*Work item*. Set each line of the records down again exactly, please.

*Available data*.
⁂
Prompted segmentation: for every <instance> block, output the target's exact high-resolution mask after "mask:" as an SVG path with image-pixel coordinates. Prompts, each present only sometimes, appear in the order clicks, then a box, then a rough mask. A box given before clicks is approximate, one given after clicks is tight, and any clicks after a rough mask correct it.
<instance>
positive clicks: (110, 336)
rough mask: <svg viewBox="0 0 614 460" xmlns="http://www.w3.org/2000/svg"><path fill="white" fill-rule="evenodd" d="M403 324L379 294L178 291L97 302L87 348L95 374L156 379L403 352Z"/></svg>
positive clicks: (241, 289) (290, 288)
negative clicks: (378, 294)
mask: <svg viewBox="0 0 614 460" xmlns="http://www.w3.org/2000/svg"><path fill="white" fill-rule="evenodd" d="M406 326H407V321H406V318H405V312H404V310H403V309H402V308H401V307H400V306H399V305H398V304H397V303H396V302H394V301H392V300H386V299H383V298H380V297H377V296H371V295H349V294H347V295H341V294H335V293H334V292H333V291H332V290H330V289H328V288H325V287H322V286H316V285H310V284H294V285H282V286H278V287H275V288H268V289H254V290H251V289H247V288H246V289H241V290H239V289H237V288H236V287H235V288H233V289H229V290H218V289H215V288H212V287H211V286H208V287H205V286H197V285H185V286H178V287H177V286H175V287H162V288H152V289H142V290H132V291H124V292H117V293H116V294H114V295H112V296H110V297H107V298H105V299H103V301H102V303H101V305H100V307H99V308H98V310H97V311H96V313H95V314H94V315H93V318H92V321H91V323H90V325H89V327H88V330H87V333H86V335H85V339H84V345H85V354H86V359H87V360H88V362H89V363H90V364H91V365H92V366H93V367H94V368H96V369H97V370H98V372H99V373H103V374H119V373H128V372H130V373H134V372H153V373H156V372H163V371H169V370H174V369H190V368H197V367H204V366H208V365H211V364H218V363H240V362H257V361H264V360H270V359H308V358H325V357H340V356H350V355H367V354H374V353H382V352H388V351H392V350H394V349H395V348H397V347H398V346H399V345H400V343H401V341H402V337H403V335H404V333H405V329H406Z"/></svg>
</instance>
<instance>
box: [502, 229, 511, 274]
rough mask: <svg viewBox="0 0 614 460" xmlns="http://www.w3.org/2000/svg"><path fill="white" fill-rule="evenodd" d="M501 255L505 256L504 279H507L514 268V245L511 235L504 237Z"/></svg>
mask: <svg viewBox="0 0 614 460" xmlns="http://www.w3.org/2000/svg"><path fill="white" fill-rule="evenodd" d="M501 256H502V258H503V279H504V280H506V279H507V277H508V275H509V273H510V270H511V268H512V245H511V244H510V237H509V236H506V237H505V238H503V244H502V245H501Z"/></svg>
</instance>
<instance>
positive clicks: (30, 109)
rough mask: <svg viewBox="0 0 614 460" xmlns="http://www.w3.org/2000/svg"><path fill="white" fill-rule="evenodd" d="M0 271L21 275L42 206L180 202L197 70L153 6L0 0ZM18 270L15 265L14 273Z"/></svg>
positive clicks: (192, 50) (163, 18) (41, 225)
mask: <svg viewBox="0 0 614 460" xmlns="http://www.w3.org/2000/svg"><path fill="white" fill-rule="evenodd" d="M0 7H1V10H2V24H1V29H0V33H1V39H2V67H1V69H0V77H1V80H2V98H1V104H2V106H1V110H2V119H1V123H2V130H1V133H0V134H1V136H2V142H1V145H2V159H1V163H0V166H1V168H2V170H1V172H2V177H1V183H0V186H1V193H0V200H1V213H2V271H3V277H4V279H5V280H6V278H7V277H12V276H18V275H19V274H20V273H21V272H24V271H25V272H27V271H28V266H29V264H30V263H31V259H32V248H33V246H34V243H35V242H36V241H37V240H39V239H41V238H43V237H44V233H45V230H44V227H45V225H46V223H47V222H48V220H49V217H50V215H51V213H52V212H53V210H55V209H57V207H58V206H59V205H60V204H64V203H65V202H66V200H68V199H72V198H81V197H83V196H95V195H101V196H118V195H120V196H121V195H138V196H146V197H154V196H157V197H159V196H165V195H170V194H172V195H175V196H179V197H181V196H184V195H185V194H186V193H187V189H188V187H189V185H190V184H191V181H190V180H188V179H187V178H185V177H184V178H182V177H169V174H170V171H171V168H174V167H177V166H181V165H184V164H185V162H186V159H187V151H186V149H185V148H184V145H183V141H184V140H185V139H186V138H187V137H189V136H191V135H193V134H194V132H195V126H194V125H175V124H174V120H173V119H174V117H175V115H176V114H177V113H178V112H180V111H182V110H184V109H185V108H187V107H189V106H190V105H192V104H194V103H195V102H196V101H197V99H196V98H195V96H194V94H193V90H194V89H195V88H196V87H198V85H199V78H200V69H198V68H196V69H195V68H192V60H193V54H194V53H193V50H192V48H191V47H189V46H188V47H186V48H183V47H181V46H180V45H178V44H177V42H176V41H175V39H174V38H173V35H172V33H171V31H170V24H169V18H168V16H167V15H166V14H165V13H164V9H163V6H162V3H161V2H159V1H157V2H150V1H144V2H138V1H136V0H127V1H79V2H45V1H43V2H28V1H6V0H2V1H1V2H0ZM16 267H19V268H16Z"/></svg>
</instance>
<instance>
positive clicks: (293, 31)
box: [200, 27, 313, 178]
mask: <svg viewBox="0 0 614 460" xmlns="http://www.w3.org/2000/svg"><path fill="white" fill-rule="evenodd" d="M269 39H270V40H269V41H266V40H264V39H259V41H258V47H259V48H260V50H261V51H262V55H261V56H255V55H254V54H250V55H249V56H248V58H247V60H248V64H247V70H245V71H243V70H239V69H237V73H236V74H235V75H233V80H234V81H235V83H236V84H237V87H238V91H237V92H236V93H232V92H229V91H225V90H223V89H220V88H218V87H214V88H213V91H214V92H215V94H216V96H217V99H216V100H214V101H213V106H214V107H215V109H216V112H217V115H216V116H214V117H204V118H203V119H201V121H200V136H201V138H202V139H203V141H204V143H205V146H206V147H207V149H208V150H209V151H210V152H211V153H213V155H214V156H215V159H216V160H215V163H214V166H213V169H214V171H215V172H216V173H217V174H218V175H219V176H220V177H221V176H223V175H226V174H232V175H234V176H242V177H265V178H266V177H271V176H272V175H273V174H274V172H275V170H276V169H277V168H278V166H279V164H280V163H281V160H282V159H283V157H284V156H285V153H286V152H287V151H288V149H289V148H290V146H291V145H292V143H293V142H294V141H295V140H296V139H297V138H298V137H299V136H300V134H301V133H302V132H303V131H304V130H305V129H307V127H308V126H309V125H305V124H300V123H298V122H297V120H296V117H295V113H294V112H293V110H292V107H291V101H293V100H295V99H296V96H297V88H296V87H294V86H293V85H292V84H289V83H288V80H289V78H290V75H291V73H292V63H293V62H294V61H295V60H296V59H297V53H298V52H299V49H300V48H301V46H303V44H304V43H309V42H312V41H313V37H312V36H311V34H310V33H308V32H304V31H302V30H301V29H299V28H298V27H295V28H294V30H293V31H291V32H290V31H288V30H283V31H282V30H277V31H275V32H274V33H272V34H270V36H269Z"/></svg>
⁂
*Solution to this task*.
Prompted segmentation: for every <instance> block, output the target's exact high-resolution mask after "mask:" as an SVG path with image-pixel coordinates. Prompts, each present only sometimes, appear in the order clicks, then a box, then a rough mask. A box given before clicks is approximate, one given after clicks is tight, and any clicks after a rough mask correct it.
<instance>
positive clicks: (110, 336)
rough mask: <svg viewBox="0 0 614 460" xmlns="http://www.w3.org/2000/svg"><path fill="white" fill-rule="evenodd" d="M403 324L379 294L178 291L97 302L87 348L95 374L156 379L403 352Z"/></svg>
positive clicks: (241, 289) (290, 288)
negative clicks: (378, 294)
mask: <svg viewBox="0 0 614 460" xmlns="http://www.w3.org/2000/svg"><path fill="white" fill-rule="evenodd" d="M406 326H407V321H406V318H405V312H404V310H403V309H402V308H401V307H400V306H399V305H398V304H397V303H396V302H394V301H392V300H386V299H383V298H380V297H377V296H371V295H349V294H347V295H341V294H335V293H334V292H333V291H332V290H330V289H328V288H325V287H322V286H316V285H310V284H294V285H282V286H278V287H275V288H268V289H254V290H251V289H247V288H246V289H241V290H239V289H237V288H236V287H235V288H233V289H229V290H218V289H215V288H212V287H211V286H208V287H205V286H197V285H185V286H178V287H177V286H175V287H162V288H152V289H142V290H132V291H124V292H117V293H116V294H114V295H112V296H110V297H107V298H105V299H103V301H102V303H101V305H100V307H99V308H98V310H97V311H96V313H95V314H94V315H93V318H92V321H91V323H90V325H89V327H88V330H87V333H86V335H85V339H84V345H85V354H86V359H87V360H88V362H89V363H90V364H91V365H92V366H93V367H94V368H96V369H97V370H98V372H99V373H103V374H119V373H128V372H130V373H134V372H153V373H156V372H163V371H169V370H174V369H190V368H197V367H204V366H208V365H211V364H218V363H240V362H257V361H264V360H270V359H308V358H325V357H340V356H350V355H367V354H374V353H382V352H388V351H392V350H394V349H395V348H397V347H398V346H399V345H400V343H401V341H402V337H403V335H404V333H405V329H406Z"/></svg>
</instance>
<instance>
box: [502, 229, 511, 274]
rough mask: <svg viewBox="0 0 614 460" xmlns="http://www.w3.org/2000/svg"><path fill="white" fill-rule="evenodd" d="M501 255L505 256L504 279H507L514 268V245L511 235L504 237Z"/></svg>
mask: <svg viewBox="0 0 614 460" xmlns="http://www.w3.org/2000/svg"><path fill="white" fill-rule="evenodd" d="M501 256H502V258H503V279H504V280H506V279H507V277H508V275H509V273H510V270H511V268H512V245H511V244H510V237H509V236H506V237H505V238H503V244H502V245H501Z"/></svg>
</instance>
<instance>
positive clicks: (30, 109)
rough mask: <svg viewBox="0 0 614 460" xmlns="http://www.w3.org/2000/svg"><path fill="white" fill-rule="evenodd" d="M0 271L21 275L42 206L180 202L197 70L153 6L0 0ZM18 270L15 265L14 273Z"/></svg>
positive clicks: (192, 50) (163, 18) (41, 225)
mask: <svg viewBox="0 0 614 460" xmlns="http://www.w3.org/2000/svg"><path fill="white" fill-rule="evenodd" d="M0 7H1V10H2V24H1V29H0V33H1V39H2V67H1V69H0V77H1V80H2V98H1V104H2V106H1V110H2V119H1V123H2V130H1V133H0V134H1V136H2V142H1V145H2V159H1V163H0V166H1V168H2V170H1V172H2V177H1V183H0V186H1V193H0V200H1V213H2V271H3V277H4V279H5V280H6V278H7V277H12V276H18V275H19V274H20V273H21V272H24V271H25V272H27V271H28V266H29V264H30V263H31V259H32V248H33V246H34V243H35V242H36V241H37V240H39V239H41V238H43V237H44V233H45V230H44V227H45V225H46V223H47V222H48V220H49V217H50V215H51V213H52V212H53V210H55V209H57V207H58V206H59V205H60V204H64V203H65V202H66V200H68V199H72V198H81V197H83V196H95V195H101V196H118V195H120V196H121V195H138V196H146V197H154V196H157V197H159V196H165V195H170V194H172V195H175V196H179V197H181V196H184V195H185V194H186V193H187V189H188V187H189V185H190V184H191V181H190V180H188V179H187V178H185V177H184V178H182V177H169V174H170V171H171V168H174V167H177V166H181V165H184V164H185V162H186V159H187V151H186V149H185V148H184V145H183V141H184V140H185V139H186V138H187V137H189V136H191V135H193V134H194V132H195V126H194V125H175V124H174V120H173V119H174V117H175V115H176V114H177V113H178V112H180V111H182V110H184V109H185V108H187V107H189V106H190V105H192V104H194V103H195V102H196V101H197V99H196V98H195V96H194V94H193V90H194V89H195V88H196V87H198V85H199V78H200V69H198V68H196V69H195V68H192V60H193V54H194V53H193V50H192V48H191V47H189V46H188V47H186V48H183V47H181V46H180V45H178V44H177V42H176V41H175V39H174V38H173V35H172V33H171V31H170V24H169V18H168V16H167V15H166V14H165V13H164V9H163V6H162V3H161V2H159V1H157V2H150V1H144V2H138V1H136V0H127V1H79V2H45V1H43V2H28V1H6V0H2V1H1V2H0ZM16 267H19V268H16Z"/></svg>
</instance>
<instance>
positive clicks: (293, 31)
box: [200, 27, 313, 178]
mask: <svg viewBox="0 0 614 460" xmlns="http://www.w3.org/2000/svg"><path fill="white" fill-rule="evenodd" d="M269 39H270V40H269V41H266V40H264V39H259V41H258V47H259V48H260V50H261V51H262V55H261V56H255V55H254V54H250V55H249V56H248V58H247V60H248V64H247V70H245V71H243V70H239V69H237V73H236V74H235V75H233V80H234V81H235V83H236V84H237V87H238V91H237V92H236V93H232V92H229V91H225V90H223V89H220V88H218V87H214V88H213V91H214V92H215V94H216V96H217V99H216V100H214V101H213V106H214V107H215V109H216V112H217V115H216V116H214V117H204V118H203V119H201V121H200V136H201V138H202V139H203V141H204V143H205V146H206V147H207V149H208V150H209V151H210V152H211V153H213V155H214V156H215V159H216V160H215V163H214V166H213V169H214V171H215V172H216V173H217V174H218V175H219V176H220V177H221V176H223V175H226V174H232V175H234V176H242V177H265V178H266V177H271V176H272V175H273V174H274V172H275V170H276V169H277V168H278V166H279V164H280V163H281V160H282V159H283V157H284V156H285V153H286V152H287V151H288V149H289V148H290V146H291V145H292V143H293V142H294V141H295V140H296V139H297V138H298V137H299V136H300V134H301V133H302V132H303V131H304V130H305V129H307V127H308V126H309V125H305V124H300V123H298V122H297V120H296V117H295V113H294V112H293V110H292V107H291V101H293V100H295V99H296V96H297V88H296V87H294V86H293V85H292V84H289V83H288V80H289V78H290V75H291V73H292V63H293V62H294V61H295V60H296V59H297V53H298V52H299V49H300V48H301V46H303V44H304V43H309V42H312V41H313V37H312V36H311V34H310V33H308V32H304V31H302V30H301V29H299V28H298V27H295V28H294V30H293V31H291V32H290V31H288V30H283V31H282V30H277V31H275V32H274V33H272V34H270V36H269Z"/></svg>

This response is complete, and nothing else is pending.